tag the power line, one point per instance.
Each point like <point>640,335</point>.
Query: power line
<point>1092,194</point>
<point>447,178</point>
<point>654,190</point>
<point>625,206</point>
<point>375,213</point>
========
▶ **Activity**: Make an exact copy of every record in the listing.

▶ **Response to this exercise**:
tag the power line, one point per instance.
Each point like <point>640,335</point>.
Query: power line
<point>1092,194</point>
<point>447,178</point>
<point>654,190</point>
<point>625,206</point>
<point>375,213</point>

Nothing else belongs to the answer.